(Provided material):

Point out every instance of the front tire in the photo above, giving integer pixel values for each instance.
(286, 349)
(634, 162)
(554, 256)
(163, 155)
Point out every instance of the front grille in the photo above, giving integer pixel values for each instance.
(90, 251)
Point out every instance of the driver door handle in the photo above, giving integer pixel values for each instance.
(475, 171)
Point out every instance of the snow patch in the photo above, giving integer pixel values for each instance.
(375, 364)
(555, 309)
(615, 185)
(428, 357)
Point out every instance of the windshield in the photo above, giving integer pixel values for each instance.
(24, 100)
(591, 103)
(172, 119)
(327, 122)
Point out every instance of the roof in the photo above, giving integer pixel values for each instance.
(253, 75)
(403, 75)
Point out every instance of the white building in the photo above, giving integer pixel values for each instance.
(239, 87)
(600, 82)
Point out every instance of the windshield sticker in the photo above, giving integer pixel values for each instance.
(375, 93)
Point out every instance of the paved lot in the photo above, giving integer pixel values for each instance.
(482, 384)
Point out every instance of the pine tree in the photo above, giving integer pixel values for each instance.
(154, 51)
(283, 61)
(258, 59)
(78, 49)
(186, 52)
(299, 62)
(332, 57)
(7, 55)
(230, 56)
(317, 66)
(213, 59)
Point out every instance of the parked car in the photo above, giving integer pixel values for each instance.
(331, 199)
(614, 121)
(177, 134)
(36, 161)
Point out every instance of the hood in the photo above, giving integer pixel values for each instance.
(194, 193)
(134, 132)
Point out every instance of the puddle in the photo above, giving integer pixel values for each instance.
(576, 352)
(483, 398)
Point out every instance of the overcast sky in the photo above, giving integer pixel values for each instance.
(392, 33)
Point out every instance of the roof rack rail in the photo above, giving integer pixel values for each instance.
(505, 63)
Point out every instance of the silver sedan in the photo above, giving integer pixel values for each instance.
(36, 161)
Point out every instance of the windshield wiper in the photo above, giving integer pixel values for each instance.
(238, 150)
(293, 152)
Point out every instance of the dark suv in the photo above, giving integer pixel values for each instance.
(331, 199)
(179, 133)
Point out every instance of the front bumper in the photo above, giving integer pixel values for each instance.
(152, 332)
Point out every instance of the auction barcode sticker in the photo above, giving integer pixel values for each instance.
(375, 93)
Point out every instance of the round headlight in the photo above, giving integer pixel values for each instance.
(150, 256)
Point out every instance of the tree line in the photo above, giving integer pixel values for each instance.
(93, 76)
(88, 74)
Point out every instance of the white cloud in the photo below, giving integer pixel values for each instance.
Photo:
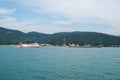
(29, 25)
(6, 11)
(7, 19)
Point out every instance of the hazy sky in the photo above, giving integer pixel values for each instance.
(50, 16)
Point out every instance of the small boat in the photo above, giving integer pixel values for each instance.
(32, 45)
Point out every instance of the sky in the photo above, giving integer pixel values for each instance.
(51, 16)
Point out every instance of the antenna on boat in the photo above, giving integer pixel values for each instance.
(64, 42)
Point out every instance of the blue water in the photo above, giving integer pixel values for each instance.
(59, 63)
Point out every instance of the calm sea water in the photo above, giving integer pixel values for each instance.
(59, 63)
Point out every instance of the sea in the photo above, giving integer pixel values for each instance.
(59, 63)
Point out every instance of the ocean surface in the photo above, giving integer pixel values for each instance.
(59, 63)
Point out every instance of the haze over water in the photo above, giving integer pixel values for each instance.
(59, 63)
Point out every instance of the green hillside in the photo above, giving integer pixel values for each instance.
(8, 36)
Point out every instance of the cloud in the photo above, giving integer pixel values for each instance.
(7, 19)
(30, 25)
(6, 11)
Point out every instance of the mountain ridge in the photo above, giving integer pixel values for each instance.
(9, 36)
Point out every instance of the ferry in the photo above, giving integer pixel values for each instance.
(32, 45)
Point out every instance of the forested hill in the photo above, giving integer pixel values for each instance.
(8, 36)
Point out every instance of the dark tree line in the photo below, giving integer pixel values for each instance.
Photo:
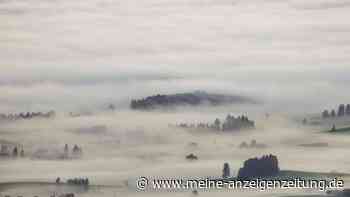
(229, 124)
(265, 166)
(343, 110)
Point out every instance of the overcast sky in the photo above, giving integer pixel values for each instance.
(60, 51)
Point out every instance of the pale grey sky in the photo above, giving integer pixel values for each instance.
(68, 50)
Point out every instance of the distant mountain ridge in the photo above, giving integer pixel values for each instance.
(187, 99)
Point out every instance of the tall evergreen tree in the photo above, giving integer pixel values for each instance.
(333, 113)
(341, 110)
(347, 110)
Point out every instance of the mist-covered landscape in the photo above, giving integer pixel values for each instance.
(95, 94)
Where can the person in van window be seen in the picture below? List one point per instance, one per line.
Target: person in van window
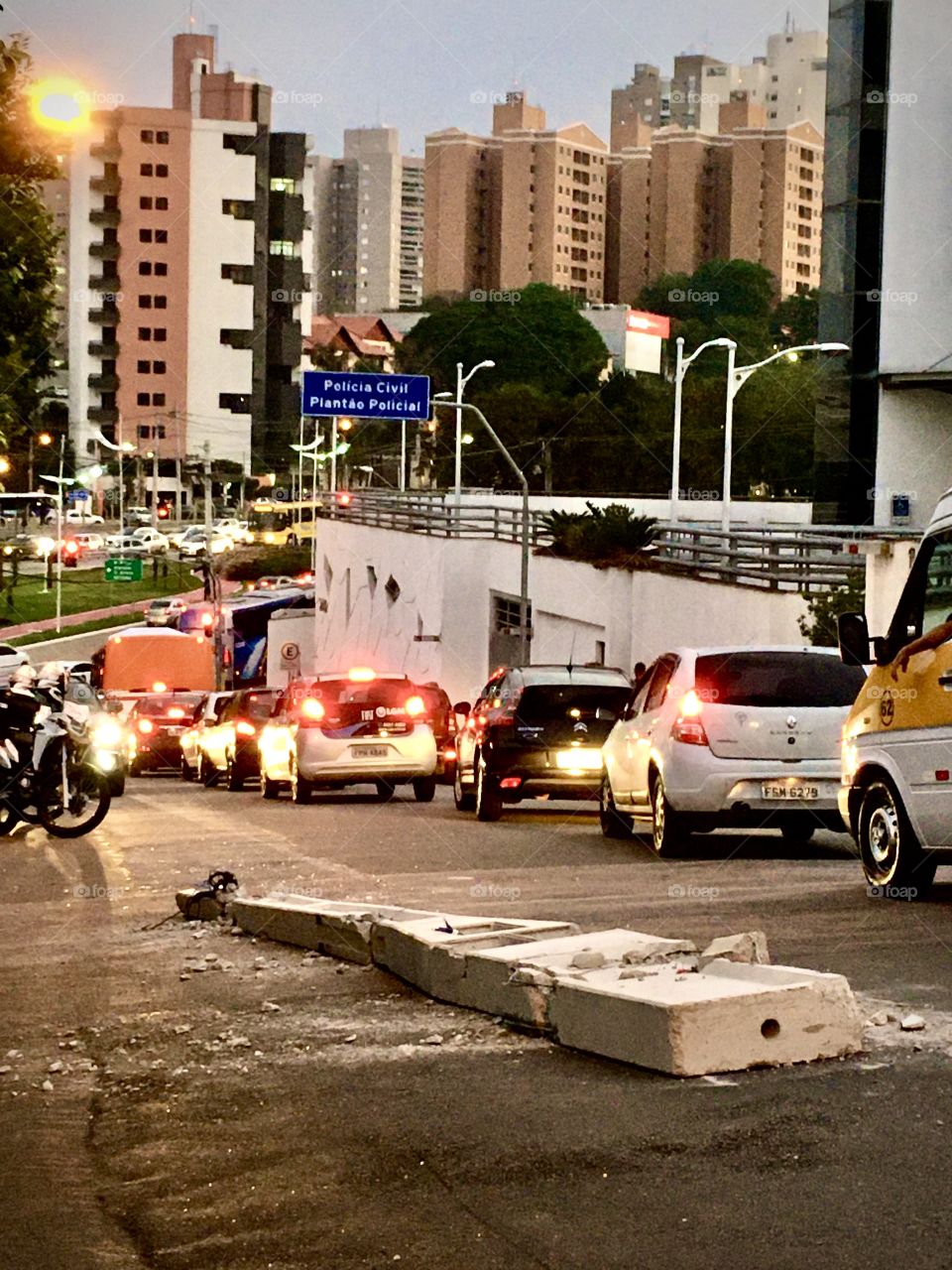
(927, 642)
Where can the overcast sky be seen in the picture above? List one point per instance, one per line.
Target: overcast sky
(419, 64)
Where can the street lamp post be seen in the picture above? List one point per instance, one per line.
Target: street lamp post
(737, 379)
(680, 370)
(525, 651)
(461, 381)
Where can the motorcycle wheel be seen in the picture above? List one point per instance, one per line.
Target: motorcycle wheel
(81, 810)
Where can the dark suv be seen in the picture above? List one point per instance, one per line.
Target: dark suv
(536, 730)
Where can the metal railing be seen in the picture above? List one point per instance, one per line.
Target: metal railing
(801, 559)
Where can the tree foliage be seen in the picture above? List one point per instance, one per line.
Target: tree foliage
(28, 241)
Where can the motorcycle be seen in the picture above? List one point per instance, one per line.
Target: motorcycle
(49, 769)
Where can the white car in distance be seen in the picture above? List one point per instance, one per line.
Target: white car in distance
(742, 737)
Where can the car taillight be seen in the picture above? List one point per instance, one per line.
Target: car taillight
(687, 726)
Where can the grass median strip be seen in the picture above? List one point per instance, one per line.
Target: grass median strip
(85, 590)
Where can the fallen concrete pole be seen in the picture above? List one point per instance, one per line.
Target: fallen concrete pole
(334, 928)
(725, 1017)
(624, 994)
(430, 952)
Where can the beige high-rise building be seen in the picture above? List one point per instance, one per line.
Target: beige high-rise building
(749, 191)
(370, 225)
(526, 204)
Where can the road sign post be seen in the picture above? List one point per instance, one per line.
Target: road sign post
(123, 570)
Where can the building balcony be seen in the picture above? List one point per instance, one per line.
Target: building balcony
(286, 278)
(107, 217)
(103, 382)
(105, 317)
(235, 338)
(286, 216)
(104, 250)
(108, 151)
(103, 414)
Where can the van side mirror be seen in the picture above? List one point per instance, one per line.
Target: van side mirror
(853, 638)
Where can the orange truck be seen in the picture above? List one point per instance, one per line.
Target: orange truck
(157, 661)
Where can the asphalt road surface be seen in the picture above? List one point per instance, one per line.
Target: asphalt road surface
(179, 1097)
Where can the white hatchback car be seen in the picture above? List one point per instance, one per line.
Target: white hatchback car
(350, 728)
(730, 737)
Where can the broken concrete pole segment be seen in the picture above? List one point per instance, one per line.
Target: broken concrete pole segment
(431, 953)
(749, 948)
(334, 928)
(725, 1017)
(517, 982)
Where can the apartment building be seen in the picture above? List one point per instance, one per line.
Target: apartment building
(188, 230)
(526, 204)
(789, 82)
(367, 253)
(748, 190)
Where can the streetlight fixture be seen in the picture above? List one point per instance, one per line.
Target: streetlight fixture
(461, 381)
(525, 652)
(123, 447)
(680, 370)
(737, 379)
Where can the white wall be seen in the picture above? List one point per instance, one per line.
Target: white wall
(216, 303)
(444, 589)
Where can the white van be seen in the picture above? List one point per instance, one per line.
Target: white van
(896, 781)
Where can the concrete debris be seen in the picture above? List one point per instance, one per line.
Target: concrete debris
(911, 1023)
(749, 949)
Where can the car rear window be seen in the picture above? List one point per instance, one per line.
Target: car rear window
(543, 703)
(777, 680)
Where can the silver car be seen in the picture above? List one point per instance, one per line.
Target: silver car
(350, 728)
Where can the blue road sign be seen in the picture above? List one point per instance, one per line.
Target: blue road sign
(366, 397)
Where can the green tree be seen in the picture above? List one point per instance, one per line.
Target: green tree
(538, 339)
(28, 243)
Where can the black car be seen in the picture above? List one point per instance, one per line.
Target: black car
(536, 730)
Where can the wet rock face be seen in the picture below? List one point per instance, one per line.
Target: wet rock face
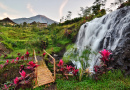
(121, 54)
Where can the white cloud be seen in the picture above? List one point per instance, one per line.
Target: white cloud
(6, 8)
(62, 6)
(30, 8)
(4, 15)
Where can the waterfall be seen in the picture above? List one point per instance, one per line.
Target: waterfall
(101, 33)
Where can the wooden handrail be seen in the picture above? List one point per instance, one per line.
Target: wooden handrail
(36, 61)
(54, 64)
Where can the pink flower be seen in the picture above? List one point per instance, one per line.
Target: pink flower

...

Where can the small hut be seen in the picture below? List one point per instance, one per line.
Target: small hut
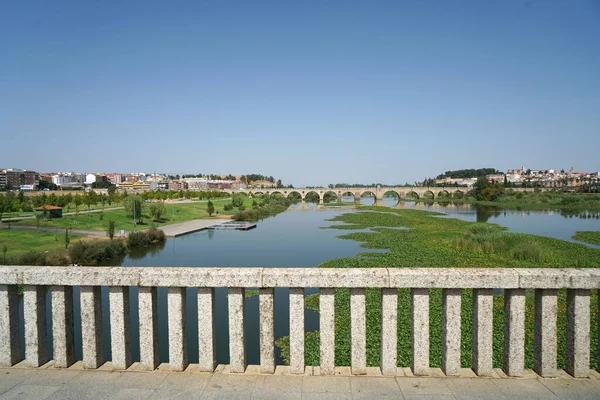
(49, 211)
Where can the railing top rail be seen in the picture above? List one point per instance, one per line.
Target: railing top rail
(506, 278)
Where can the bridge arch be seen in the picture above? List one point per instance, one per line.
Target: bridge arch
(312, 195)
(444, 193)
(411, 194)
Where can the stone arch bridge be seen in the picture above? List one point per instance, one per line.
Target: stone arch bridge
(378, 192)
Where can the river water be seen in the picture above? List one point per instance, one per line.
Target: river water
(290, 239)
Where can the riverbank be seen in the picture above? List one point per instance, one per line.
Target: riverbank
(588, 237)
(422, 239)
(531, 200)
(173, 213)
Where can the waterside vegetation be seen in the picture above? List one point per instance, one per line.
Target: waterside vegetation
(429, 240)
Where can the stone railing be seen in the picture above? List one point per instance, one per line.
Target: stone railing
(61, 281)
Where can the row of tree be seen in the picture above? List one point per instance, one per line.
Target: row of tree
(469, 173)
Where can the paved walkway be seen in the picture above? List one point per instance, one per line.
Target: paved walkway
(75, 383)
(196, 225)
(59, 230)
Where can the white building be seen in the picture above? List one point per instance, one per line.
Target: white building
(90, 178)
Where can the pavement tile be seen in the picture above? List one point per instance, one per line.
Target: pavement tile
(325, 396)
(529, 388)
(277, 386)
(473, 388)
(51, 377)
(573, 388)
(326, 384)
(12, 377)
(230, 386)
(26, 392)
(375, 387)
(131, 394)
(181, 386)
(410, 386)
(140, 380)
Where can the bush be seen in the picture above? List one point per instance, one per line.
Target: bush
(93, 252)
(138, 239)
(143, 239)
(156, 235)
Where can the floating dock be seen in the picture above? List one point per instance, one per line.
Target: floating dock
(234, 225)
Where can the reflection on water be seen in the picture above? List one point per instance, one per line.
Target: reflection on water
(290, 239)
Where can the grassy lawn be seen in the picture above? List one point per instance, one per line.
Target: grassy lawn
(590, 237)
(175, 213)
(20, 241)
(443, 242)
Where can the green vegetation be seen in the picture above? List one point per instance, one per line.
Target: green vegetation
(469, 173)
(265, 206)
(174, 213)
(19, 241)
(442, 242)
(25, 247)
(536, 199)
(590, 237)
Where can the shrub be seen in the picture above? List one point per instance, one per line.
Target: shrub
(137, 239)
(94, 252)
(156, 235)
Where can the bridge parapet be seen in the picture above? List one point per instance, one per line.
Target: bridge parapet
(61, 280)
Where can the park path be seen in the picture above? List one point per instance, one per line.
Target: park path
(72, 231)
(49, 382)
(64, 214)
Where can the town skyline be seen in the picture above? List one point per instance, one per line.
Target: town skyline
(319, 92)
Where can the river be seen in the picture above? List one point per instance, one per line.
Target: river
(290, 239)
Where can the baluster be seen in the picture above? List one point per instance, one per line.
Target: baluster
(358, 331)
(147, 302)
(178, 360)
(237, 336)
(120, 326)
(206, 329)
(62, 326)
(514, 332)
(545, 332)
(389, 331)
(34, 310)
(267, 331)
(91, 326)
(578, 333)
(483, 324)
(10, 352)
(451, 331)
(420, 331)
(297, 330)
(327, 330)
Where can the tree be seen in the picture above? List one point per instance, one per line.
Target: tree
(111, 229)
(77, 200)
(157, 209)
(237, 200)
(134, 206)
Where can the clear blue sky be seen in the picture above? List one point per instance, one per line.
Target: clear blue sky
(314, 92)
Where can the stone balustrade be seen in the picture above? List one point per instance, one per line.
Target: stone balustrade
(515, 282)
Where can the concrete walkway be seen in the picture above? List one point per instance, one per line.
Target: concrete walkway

(The task):
Only one stretch of the data above is needed. Restate it word for word, from the line containing "Where can the stone arch" through the line containing "Where can the riverbank", both ends included.

(Finished exercise):
Where can the stone arch bridge be seen in the picture above? List one point per instance, one per line.
Target: stone arch bridge
(378, 192)
Where can the river water be seen in the picture above? List one point per instance, one per line.
Target: river water
(290, 239)
Where can the riverbank be seen in the picture above? List one point per instance, one per line.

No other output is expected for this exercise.